AIM OF THE TASK
Skip the pictures and quote all of the lines exactly.

#### DATA TO PROCESS

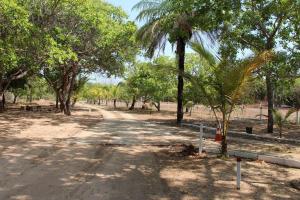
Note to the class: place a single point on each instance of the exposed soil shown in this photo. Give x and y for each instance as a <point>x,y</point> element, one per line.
<point>45,155</point>
<point>241,118</point>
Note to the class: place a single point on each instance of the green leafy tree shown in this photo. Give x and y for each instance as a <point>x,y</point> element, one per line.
<point>258,25</point>
<point>220,94</point>
<point>174,21</point>
<point>280,119</point>
<point>14,42</point>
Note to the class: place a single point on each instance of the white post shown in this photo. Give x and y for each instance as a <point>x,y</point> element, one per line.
<point>260,112</point>
<point>238,173</point>
<point>201,139</point>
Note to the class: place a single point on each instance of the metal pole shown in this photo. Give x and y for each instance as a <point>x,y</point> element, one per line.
<point>201,139</point>
<point>238,173</point>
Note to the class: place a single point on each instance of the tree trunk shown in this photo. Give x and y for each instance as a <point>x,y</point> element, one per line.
<point>67,110</point>
<point>270,102</point>
<point>15,99</point>
<point>115,103</point>
<point>280,132</point>
<point>224,145</point>
<point>157,106</point>
<point>57,100</point>
<point>181,57</point>
<point>133,103</point>
<point>74,102</point>
<point>2,102</point>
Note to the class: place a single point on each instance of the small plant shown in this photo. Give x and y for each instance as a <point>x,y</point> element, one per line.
<point>280,119</point>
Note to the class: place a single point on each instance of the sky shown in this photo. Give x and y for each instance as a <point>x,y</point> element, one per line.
<point>127,6</point>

########

OUTPUT OF THE TASK
Note to the class: place a single point on each instance of the exposed soil shown in this photo. Give x and y for each instance as a <point>x,y</point> element, one per line.
<point>45,155</point>
<point>241,118</point>
Note to the class: place a single point on each instance of the green leafy tree shown in this photo. Give x and y for each instance as a <point>x,y</point> element, one per line.
<point>258,25</point>
<point>220,94</point>
<point>174,21</point>
<point>280,119</point>
<point>14,42</point>
Note to the class: place a single point on each instance of the white post shown in this photo. Give x and y for each instance as a <point>x,y</point> element, one per line.
<point>260,112</point>
<point>238,173</point>
<point>201,139</point>
Note to the class: place a single point on each instance of the metal pole shown in this photo. Give x and y for each instance as a <point>x,y</point> element, one per line.
<point>201,139</point>
<point>238,173</point>
Note to the class: place a single point on each instance of the tree trunk shown in this photo. Give x and y for each instance as a <point>x,y</point> element, one per line.
<point>67,110</point>
<point>270,102</point>
<point>15,99</point>
<point>115,103</point>
<point>280,132</point>
<point>224,145</point>
<point>157,106</point>
<point>57,100</point>
<point>181,57</point>
<point>133,103</point>
<point>74,102</point>
<point>2,102</point>
Note to the class: place a single point on each instance of the small plant shown in this photo. Give x and y for each instance as a <point>x,y</point> element, one per line.
<point>280,119</point>
Note to the class: place a single point on each instance of the sky shown in this photo. Give x and y for each instance as a <point>x,y</point> element, one per line.
<point>127,6</point>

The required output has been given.